Exercise prompt
Render the records below, from the line with "Object detection annotation — target class is black pants." up to and including the line with "[328,132,352,198]", as a two-column CSV with the columns instruction and output and one row per record. Put each field in double quotes and turn its line breaks into spaces.

Records to use
--- start ---
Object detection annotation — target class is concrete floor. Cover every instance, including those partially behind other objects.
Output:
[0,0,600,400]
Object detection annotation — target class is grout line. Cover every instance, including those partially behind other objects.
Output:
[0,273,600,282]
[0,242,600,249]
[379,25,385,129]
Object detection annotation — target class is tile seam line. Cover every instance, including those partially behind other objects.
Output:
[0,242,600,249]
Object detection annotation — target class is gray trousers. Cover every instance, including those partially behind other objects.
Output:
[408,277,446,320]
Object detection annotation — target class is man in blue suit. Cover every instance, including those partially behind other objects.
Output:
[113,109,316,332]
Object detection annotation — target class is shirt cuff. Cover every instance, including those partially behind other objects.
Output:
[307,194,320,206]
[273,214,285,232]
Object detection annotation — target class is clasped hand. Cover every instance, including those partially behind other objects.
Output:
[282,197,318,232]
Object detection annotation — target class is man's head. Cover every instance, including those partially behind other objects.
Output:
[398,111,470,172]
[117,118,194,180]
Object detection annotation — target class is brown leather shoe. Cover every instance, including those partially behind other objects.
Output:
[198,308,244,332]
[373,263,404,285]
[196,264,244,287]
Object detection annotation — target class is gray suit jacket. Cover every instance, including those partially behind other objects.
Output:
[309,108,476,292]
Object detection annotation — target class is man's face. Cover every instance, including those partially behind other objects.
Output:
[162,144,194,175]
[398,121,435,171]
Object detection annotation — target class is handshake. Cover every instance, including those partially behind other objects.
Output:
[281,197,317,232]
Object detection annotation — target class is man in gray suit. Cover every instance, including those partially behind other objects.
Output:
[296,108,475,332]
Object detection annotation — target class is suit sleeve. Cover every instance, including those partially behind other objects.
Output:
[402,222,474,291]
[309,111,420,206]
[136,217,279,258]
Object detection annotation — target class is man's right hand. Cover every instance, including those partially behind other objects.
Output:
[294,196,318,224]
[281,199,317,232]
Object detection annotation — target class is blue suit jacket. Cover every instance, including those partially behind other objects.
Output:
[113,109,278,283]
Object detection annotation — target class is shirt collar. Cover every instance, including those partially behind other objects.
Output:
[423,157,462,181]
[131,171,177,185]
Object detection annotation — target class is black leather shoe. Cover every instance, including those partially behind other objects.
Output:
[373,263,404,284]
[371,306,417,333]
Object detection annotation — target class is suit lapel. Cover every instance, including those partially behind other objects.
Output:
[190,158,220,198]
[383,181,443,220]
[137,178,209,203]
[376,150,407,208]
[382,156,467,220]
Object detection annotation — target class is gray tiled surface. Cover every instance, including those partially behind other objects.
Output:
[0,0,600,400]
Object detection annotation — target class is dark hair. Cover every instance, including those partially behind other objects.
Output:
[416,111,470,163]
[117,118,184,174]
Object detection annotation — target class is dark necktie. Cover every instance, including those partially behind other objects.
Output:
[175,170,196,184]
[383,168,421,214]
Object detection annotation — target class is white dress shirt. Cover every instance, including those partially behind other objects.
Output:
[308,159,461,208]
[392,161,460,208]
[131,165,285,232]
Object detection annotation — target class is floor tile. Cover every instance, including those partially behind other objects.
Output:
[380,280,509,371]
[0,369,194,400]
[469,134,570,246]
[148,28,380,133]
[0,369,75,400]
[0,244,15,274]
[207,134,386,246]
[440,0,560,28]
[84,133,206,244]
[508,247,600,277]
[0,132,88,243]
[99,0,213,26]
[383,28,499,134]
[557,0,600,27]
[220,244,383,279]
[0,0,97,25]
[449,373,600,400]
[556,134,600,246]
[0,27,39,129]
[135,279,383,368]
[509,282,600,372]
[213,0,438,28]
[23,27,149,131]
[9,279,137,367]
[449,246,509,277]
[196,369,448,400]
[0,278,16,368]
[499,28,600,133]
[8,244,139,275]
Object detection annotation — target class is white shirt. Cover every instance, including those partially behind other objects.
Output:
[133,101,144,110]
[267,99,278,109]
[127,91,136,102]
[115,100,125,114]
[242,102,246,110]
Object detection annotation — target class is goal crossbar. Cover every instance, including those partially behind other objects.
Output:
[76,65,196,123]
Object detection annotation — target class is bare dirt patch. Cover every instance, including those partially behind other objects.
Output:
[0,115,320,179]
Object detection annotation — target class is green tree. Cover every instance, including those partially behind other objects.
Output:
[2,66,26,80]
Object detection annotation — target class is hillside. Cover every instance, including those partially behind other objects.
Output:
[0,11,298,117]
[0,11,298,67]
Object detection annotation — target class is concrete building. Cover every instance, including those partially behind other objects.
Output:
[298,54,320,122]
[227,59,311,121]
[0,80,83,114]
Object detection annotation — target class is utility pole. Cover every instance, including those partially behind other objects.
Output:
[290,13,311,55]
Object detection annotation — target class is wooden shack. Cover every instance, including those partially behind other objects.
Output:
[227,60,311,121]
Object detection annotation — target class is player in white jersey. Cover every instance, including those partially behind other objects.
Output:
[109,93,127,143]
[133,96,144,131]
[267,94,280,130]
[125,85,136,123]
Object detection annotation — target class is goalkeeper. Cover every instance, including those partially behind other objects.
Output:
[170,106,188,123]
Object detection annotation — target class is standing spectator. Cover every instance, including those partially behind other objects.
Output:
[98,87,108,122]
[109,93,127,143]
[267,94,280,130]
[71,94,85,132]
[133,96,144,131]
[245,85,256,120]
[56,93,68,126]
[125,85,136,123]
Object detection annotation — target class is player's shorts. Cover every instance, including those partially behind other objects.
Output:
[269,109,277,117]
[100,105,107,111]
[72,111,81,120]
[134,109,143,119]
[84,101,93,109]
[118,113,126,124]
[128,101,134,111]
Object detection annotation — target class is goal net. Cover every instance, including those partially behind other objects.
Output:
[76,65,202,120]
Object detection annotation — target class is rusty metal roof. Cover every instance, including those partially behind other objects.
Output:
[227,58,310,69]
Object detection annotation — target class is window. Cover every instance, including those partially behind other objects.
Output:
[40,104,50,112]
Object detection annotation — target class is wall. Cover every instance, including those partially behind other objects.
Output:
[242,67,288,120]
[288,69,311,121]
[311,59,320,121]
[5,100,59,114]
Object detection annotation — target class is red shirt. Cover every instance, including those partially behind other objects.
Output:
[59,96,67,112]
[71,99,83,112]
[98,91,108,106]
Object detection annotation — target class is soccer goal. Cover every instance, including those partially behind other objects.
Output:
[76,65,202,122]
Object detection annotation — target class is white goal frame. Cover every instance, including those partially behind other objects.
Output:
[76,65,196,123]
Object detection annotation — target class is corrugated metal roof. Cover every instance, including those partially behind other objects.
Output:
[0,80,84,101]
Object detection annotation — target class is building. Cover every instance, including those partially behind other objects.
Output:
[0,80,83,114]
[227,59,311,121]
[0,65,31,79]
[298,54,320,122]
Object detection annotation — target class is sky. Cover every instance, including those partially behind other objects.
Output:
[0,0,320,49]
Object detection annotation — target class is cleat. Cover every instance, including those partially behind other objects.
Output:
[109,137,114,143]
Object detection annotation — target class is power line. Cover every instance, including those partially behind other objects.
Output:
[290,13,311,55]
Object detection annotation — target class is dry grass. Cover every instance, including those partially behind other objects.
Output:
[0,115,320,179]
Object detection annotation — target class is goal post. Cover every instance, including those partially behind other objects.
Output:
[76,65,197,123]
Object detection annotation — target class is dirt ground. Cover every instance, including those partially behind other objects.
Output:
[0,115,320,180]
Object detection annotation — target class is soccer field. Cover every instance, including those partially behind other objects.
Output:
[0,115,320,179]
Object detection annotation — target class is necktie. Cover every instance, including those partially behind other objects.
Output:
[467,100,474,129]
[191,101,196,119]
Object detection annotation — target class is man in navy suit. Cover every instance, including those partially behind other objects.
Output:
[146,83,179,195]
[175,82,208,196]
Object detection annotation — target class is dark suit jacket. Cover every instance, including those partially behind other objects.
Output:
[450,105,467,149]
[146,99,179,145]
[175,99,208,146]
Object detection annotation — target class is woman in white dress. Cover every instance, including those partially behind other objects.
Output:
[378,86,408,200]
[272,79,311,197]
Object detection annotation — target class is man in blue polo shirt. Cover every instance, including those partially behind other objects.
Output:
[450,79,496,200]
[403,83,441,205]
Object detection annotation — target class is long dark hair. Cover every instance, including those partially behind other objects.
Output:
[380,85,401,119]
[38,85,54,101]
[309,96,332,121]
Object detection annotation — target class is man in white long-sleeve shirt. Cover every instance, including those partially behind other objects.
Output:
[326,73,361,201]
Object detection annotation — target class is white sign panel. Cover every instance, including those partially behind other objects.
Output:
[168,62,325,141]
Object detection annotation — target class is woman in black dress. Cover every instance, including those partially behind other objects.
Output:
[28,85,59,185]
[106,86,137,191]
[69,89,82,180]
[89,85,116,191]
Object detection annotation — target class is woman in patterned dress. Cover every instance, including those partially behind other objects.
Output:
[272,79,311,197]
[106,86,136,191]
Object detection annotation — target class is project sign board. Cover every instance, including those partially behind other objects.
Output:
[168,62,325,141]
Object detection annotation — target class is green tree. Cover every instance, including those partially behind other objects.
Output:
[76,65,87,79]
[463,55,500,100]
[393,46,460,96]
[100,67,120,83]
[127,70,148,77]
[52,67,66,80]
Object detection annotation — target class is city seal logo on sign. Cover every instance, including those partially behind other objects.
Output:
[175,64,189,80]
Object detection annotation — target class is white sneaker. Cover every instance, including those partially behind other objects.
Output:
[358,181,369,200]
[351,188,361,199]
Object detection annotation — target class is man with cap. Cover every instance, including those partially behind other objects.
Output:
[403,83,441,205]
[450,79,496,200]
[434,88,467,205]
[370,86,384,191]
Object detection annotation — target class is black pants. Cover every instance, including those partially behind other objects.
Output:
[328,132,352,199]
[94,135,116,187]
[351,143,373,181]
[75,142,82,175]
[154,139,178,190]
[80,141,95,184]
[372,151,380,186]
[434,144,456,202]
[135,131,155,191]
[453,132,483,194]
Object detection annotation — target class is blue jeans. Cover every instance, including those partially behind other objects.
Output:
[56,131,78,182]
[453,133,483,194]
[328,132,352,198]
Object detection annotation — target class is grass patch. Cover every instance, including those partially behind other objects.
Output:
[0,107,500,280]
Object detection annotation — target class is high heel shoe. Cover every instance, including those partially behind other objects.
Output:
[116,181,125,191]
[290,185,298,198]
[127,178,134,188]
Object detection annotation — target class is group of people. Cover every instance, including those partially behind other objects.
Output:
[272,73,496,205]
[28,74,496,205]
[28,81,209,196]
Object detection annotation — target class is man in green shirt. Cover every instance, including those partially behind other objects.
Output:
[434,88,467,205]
--- end ---
Exercise response
instruction,output
"Object detection annotation — target class is black pants. Cover every instance, including those partially behind other objects. Output:","[328,132,352,199] [94,135,116,187] [351,143,373,181] [75,142,82,175] [154,139,178,190] [80,141,95,184] [372,151,380,186] [434,144,456,202] [135,131,155,191] [453,132,483,194]"
"Object detection annotation — target class is blue jeans. Cover every instance, including those partially behind other objects. Output:","[56,131,78,182] [453,133,483,194] [328,132,352,198]"